- WHAT THIS TASK INVOLVES -
Copy each entry below exactly as it appears.

Saved data entries
++++++++++
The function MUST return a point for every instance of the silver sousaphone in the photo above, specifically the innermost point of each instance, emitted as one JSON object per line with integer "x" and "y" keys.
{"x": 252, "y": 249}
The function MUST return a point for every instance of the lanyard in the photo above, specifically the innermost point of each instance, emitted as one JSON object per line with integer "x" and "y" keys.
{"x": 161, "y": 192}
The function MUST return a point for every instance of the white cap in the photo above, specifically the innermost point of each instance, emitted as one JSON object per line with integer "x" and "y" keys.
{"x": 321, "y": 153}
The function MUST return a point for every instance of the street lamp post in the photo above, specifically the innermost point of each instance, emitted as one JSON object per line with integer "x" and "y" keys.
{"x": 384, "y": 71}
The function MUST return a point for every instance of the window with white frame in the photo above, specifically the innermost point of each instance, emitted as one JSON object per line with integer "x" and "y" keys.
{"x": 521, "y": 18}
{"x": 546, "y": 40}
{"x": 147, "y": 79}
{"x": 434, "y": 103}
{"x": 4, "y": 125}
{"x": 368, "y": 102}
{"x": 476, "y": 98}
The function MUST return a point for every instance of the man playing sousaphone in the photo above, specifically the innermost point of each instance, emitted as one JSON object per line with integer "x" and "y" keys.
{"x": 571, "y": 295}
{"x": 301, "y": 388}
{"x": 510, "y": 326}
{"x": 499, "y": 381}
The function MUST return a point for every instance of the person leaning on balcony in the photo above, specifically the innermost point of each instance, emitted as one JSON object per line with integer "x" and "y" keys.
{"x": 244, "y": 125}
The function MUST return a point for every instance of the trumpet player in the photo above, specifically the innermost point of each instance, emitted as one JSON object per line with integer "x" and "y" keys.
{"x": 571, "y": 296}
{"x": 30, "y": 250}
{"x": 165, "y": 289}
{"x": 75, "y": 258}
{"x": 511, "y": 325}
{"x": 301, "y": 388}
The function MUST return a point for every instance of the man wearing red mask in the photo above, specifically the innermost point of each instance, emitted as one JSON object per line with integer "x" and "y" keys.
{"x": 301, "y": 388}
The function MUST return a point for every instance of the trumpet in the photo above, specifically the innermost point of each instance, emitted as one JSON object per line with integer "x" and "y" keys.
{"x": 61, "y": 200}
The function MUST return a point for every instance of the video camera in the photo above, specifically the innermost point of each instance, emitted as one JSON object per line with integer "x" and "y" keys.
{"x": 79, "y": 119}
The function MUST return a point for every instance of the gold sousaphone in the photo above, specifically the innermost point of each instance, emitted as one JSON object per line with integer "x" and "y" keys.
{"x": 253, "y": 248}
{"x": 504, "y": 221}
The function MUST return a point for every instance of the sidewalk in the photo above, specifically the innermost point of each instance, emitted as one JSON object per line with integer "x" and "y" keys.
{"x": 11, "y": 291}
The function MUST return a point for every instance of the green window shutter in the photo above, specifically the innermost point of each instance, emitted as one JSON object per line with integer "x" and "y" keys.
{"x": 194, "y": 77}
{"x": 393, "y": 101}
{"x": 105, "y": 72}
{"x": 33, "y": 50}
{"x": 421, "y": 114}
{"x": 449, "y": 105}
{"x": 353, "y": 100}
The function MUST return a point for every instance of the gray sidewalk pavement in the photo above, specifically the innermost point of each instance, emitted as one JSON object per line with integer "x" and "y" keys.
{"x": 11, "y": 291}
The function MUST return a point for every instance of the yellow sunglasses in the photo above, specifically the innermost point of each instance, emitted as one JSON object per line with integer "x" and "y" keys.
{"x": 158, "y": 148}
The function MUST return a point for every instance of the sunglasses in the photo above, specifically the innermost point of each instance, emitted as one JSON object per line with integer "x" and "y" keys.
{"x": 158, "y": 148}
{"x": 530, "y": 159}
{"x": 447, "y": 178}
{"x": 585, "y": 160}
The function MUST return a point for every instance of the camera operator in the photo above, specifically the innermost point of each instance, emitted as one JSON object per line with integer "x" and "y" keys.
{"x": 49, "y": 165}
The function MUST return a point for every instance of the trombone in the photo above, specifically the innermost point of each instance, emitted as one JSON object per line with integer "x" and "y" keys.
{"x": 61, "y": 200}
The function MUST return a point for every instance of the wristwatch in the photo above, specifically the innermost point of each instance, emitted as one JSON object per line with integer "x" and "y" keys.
++++++++++
- COMPLETED TASK -
The function MUST return a point for every instance of the silver sousaphone in the photo above, specifically the innermost point of each instance, emitted as one JSON object per line with integer "x" and "y" keys.
{"x": 252, "y": 249}
The function MUST return a point for every instance of the lanyard in the photo above, specifically the innermost point of each instance, emitted as one JSON object per line with integer "x" and "y" keys.
{"x": 161, "y": 192}
The function MUST return a point for every instance of the white cap in the photo above, specifically the innermost point of each instance, emitted as one JSON object per line with integer "x" and "y" keys.
{"x": 321, "y": 153}
The function MUST return a point for every instance of the street lamp post in the photo above, specifically the innermost point of each instance, emitted as one JSON object per line with integer "x" and "y" keys.
{"x": 384, "y": 71}
The function MUST return a point for every instance of the window with white frame in the photo above, specifically the innermost point of each instance, emitted as one JSON object per line with integer "x" and "y" keys.
{"x": 521, "y": 18}
{"x": 546, "y": 40}
{"x": 147, "y": 79}
{"x": 434, "y": 103}
{"x": 4, "y": 125}
{"x": 368, "y": 102}
{"x": 476, "y": 98}
The function MUST return a point for every instance of the man playing sousaphone in the photo above, specifically the innermost point of each instance, emitted as one JSON object per line with integer "x" and "y" keys.
{"x": 571, "y": 295}
{"x": 301, "y": 388}
{"x": 510, "y": 326}
{"x": 499, "y": 381}
The function MUST return a point for every instance of the person leaning on balcony in the photo above, specifically the innermost point of each instance, emitted as one JSON object per line with integer "x" and "y" keys.
{"x": 244, "y": 125}
The function MUST return a point for every instance of the trumpet player in the photo above, specifically the innermost point of each instance, emitted as one JSON object per line with integer "x" and "y" keys.
{"x": 571, "y": 296}
{"x": 30, "y": 250}
{"x": 165, "y": 289}
{"x": 75, "y": 258}
{"x": 511, "y": 325}
{"x": 301, "y": 388}
The function MUST return a point for every instance of the man wearing red mask in the photo above, specifically the innermost point of each instance, emitted as one JSON object per line with integer "x" and "y" keys.
{"x": 301, "y": 388}
The function MUST return a point for every instance of the trumpet in the photo above, specifically the innermost point of each instance, emitted as one JSON object per line with integer "x" and "y" keys.
{"x": 61, "y": 200}
The function MUST return a point for every instance of the video camera in the photo above, specifically the innermost point of each instance, emitted as one JSON object per line with integer "x" and "y" keys.
{"x": 79, "y": 119}
The function MUST return a point for every instance of the gold sousaphone in the photo above, specifically the innermost point of each instance, emitted as one JSON object per line with integer "x" and "y" keys.
{"x": 253, "y": 248}
{"x": 504, "y": 221}
The function MUST return a point for every instance of the sidewalk in the photo above, specifically the innermost point of each instance, emitted as one JSON object per line with integer "x" and "y" keys.
{"x": 11, "y": 291}
The function MUST return a point for every instance of the green window shutter in the photo above, specifically the innermost point of each instance, emitted as one JSON object per line with integer "x" and "y" keys.
{"x": 194, "y": 77}
{"x": 393, "y": 101}
{"x": 105, "y": 72}
{"x": 33, "y": 50}
{"x": 421, "y": 114}
{"x": 449, "y": 105}
{"x": 353, "y": 100}
The function MUST return a point for every instance of the gray sidewalk pavement in the photo above, specifically the innermost point of each instance, emitted as one JSON object per line with integer "x" and "y" keys.
{"x": 11, "y": 291}
The function MUST return a point for every instance of the yellow sunglasses in the photo above, specifically the innermost point of each instance, emitted as one JSON object per line with integer "x" and "y" keys.
{"x": 158, "y": 148}
The function MUST return a point for every instance of the sunglasses in the photo above, specifically the innermost point of each instance, emitted as one JSON object per line with integer "x" and "y" keys.
{"x": 158, "y": 148}
{"x": 530, "y": 159}
{"x": 447, "y": 178}
{"x": 585, "y": 160}
The function MUST return a point for every instance of the camera operator in the photo above, specifically the innermost point of each instance, emitted as one JSON object per line with integer "x" and "y" keys.
{"x": 49, "y": 165}
The function MUST return a point for every instance of the trombone in the photo above, specifically the innermost point of each instance, emitted as one JSON object per line with integer "x" and "y" keys.
{"x": 61, "y": 200}
The function MUST return a point for every instance of the wristwatch in the photo above, specifically the innermost point of each instance, emitted as one JSON object per line with integer "x" and "y" keys.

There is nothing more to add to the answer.